* TASK TO CARRY OUT *
Rewrite every row below, changing "Spot" to "Locate" and leaving everything else the same.

********************

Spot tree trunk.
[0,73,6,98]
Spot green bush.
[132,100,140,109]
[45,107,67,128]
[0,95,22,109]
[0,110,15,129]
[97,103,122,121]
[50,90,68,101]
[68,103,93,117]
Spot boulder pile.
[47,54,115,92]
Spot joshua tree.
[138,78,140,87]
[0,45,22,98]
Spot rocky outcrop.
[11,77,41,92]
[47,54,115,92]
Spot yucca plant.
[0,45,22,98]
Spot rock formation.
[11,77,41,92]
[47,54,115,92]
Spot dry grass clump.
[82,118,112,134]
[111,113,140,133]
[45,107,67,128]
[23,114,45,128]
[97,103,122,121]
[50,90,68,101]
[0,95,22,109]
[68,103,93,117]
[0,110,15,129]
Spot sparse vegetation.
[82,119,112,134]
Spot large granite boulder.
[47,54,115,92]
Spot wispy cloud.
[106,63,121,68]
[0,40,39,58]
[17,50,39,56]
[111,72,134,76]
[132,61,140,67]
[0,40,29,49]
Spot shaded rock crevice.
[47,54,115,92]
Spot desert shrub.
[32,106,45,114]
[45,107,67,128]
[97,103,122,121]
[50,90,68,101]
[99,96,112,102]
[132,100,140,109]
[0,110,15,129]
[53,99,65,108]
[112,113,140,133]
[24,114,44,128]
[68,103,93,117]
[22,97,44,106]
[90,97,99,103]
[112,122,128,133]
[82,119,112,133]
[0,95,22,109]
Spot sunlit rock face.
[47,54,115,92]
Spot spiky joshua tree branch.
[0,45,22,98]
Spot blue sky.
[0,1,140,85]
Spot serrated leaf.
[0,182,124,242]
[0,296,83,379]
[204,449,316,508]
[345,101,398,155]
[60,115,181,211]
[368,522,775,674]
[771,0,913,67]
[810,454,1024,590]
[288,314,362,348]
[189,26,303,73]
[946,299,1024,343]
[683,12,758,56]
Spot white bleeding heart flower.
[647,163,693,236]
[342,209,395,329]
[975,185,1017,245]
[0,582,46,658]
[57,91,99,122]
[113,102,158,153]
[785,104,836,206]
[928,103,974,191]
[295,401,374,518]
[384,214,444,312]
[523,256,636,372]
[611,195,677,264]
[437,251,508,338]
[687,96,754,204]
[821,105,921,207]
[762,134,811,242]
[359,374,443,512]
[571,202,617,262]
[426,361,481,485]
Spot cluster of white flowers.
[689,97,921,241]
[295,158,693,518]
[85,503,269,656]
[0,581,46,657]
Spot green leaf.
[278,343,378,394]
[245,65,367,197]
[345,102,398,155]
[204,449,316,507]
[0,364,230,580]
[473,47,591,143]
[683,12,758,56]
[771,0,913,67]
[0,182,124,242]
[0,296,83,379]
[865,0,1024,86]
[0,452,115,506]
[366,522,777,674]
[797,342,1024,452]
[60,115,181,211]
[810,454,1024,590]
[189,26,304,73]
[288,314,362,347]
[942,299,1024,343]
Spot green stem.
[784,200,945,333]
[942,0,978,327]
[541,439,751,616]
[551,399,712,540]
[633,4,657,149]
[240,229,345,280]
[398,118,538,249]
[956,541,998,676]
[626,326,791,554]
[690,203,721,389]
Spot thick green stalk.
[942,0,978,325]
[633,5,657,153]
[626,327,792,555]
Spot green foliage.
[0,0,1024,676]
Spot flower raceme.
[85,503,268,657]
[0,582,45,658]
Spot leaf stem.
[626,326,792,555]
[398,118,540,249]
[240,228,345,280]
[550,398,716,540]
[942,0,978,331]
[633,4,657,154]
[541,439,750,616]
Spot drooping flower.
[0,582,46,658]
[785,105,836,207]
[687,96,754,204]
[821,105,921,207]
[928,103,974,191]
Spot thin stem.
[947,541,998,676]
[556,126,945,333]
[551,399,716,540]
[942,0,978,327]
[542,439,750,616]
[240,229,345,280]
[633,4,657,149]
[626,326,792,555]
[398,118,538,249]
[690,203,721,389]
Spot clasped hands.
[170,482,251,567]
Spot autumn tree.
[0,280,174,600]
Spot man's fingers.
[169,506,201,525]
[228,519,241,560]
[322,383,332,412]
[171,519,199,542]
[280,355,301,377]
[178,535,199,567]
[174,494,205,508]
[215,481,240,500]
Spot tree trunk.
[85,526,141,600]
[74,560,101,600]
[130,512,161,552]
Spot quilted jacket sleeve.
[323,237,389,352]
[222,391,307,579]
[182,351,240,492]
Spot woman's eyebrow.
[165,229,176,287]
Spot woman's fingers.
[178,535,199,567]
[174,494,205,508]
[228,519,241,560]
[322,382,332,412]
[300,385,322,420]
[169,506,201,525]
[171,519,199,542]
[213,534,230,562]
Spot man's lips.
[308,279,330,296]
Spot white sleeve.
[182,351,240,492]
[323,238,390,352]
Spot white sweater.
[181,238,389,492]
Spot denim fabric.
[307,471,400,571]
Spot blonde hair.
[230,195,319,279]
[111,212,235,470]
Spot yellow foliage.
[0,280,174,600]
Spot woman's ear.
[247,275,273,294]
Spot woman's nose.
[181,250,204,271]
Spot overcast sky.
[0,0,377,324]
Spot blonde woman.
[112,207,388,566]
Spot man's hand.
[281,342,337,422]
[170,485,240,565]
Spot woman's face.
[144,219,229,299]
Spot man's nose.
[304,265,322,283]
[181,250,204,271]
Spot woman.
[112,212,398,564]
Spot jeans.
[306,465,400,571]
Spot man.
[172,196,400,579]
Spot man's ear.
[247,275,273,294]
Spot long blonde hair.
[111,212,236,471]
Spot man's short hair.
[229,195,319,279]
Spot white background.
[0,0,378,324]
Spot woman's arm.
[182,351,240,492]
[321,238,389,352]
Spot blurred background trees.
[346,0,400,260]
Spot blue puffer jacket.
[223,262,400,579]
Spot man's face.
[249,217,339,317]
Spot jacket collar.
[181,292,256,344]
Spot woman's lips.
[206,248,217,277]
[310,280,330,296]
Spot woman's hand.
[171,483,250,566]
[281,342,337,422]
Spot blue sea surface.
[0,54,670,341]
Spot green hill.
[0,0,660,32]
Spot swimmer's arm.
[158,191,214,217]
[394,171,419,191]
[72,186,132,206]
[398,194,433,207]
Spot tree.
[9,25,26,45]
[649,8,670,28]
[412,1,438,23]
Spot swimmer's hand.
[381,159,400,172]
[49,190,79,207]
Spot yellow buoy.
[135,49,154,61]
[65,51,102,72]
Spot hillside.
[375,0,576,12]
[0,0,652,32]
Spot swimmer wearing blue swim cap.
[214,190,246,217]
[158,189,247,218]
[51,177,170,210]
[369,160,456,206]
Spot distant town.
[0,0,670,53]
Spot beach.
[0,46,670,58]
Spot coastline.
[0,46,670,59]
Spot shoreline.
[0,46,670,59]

********************

* FINISHED EXERCISE *
Locate tree trunk.
[0,73,6,98]
Locate green bush.
[132,100,140,109]
[45,107,67,128]
[0,95,22,109]
[0,110,15,129]
[97,103,122,121]
[50,90,68,101]
[68,103,93,117]
Locate boulder pile.
[47,54,115,92]
Locate joshua tree.
[138,78,140,87]
[0,45,22,98]
Locate rocky outcrop.
[11,77,41,92]
[47,54,115,92]
Locate yucca plant.
[0,45,22,98]
Locate rock formation.
[11,77,41,92]
[47,54,115,92]
Locate dry grass clump.
[82,118,112,134]
[111,113,140,133]
[45,107,67,128]
[23,114,45,128]
[97,103,122,121]
[50,90,68,101]
[0,95,22,109]
[68,103,93,117]
[0,110,15,129]
Locate sparse vegetation.
[82,119,112,134]
Locate large granite boulder.
[47,54,115,92]
Locate wispy cloud.
[106,63,121,68]
[0,40,39,58]
[17,50,39,56]
[111,72,134,76]
[132,61,140,67]
[0,40,29,49]
Locate shaded rock crevice.
[47,54,115,92]
Locate desert shrub.
[32,106,45,114]
[45,107,67,128]
[97,103,122,121]
[50,90,68,101]
[99,96,112,102]
[132,100,140,109]
[0,110,15,129]
[53,99,65,108]
[112,113,140,133]
[24,114,44,128]
[68,103,93,117]
[22,97,44,106]
[90,97,99,103]
[112,122,128,133]
[82,119,112,133]
[0,95,22,109]
Locate sunlit rock face.
[47,54,115,92]
Locate spiky joshua tree branch.
[0,45,22,98]
Locate blue sky.
[0,1,140,85]
Locate serrated leaf.
[0,182,124,242]
[0,296,83,379]
[204,449,316,508]
[345,101,398,155]
[60,115,181,211]
[368,522,775,674]
[771,0,913,67]
[810,454,1024,590]
[288,314,362,348]
[189,26,303,73]
[946,299,1024,343]
[683,12,758,56]
Locate white bleeding heart flower.
[647,163,693,236]
[342,209,395,329]
[975,185,1017,245]
[0,582,46,658]
[57,91,99,122]
[113,102,158,153]
[785,104,836,206]
[928,103,974,191]
[295,401,374,518]
[384,214,444,312]
[523,256,636,372]
[611,195,677,264]
[437,251,508,338]
[687,96,754,204]
[821,105,921,207]
[762,134,811,242]
[359,374,443,512]
[571,202,617,262]
[426,361,481,485]
Locate cluster of white flowers.
[689,97,921,241]
[295,158,693,518]
[85,503,269,656]
[0,581,46,657]
Locate green leaf.
[278,343,378,394]
[245,65,367,197]
[345,102,398,155]
[204,449,316,507]
[0,364,230,580]
[473,47,591,143]
[683,12,758,56]
[771,0,913,67]
[0,182,124,242]
[0,296,83,379]
[865,0,1024,86]
[0,452,115,506]
[366,522,777,674]
[797,342,1024,452]
[60,115,181,211]
[810,454,1024,590]
[189,26,304,73]
[288,314,362,347]
[942,299,1024,343]
Locate green stem.
[784,200,945,333]
[942,0,978,327]
[541,439,751,616]
[551,399,712,540]
[633,4,657,149]
[240,229,345,280]
[398,118,538,249]
[956,541,998,676]
[626,326,791,554]
[690,203,721,389]
Locate thick green stalk.
[942,0,978,325]
[633,5,657,153]
[626,327,792,555]
Locate green foliage.
[0,0,1024,676]
Locate flower raceme.
[85,503,268,657]
[0,582,45,658]
Locate leaf stem.
[626,326,792,555]
[398,118,540,249]
[240,228,345,280]
[550,398,716,540]
[942,0,978,331]
[633,4,657,154]
[541,439,750,616]
Locate drooping flower.
[0,582,46,658]
[785,105,836,207]
[687,96,754,204]
[821,105,921,207]
[928,103,974,191]
Locate thin stem.
[947,541,998,676]
[556,126,945,333]
[551,399,716,540]
[942,0,978,327]
[542,439,750,616]
[240,229,345,280]
[633,4,657,149]
[626,326,792,555]
[398,118,538,249]
[690,203,721,389]
Locate clasped hands.
[170,482,251,567]
Locate autumn tree.
[0,280,174,600]
Locate man's fingers.
[169,506,201,525]
[228,519,241,560]
[322,383,332,412]
[171,519,199,542]
[280,355,301,377]
[178,535,199,567]
[174,494,205,508]
[215,481,240,500]
Locate tree trunk.
[85,526,141,600]
[74,560,101,600]
[130,512,161,552]
Locate quilted jacket sleeve.
[323,237,389,352]
[222,391,307,579]
[182,351,240,492]
Locate woman's eyebrow.
[165,229,176,287]
Locate woman's fingers.
[178,535,199,567]
[174,494,205,508]
[228,519,241,560]
[322,382,332,412]
[300,385,322,420]
[169,506,201,525]
[171,519,199,542]
[213,534,230,562]
Locate man's lips.
[308,279,330,296]
Locate white sleeve.
[182,351,240,492]
[323,238,390,352]
Locate white sweater.
[181,238,389,492]
Locate denim fabric.
[307,471,400,571]
Locate blonde hair.
[230,195,319,279]
[111,212,235,470]
Locate yellow foliage.
[0,280,174,600]
Locate woman's ear.
[247,275,273,294]
Locate woman's nose.
[181,250,204,271]
Locate overcast sky.
[0,0,377,324]
Locate blonde woman.
[112,207,388,566]
Locate man's hand.
[281,342,337,422]
[170,485,240,565]
Locate woman's face.
[144,219,229,299]
Locate man's nose.
[304,265,322,283]
[181,250,204,271]
Locate woman.
[112,212,398,564]
Locate jeans.
[306,465,400,571]
Locate man.
[172,196,400,579]
Locate man's ear.
[247,275,273,294]
Locate long blonde hair.
[111,212,236,471]
Locate man's short hair.
[229,195,319,279]
Locate white background.
[0,0,378,324]
Locate woman's arm.
[182,351,240,492]
[321,238,389,352]
Locate blurred background trees.
[346,0,400,260]
Locate blue puffer jacket.
[223,262,400,579]
Locate man's face.
[249,217,339,317]
Locate jacket collar.
[181,292,256,344]
Locate woman's lips.
[206,248,217,277]
[310,280,330,296]
Locate woman's hand.
[171,483,250,566]
[281,342,337,422]
Locate blue sea surface.
[0,54,670,341]
Locate green hill.
[0,0,660,32]
Locate swimmer's arm.
[158,191,214,217]
[394,171,419,191]
[72,186,132,206]
[398,194,433,207]
Locate tree.
[9,25,26,45]
[649,8,670,28]
[412,1,438,23]
Locate swimmer's hand.
[381,159,400,172]
[49,190,79,207]
Locate yellow buoy.
[135,49,154,61]
[65,51,102,72]
Locate hillside.
[375,0,576,12]
[0,0,652,32]
Locate swimmer wearing blue swim cap.
[214,190,246,217]
[158,189,247,218]
[51,177,170,210]
[369,160,456,206]
Locate distant town.
[0,0,670,53]
Locate beach.
[0,46,670,58]
Locate coastline.
[0,46,670,59]
Locate shoreline.
[0,46,670,59]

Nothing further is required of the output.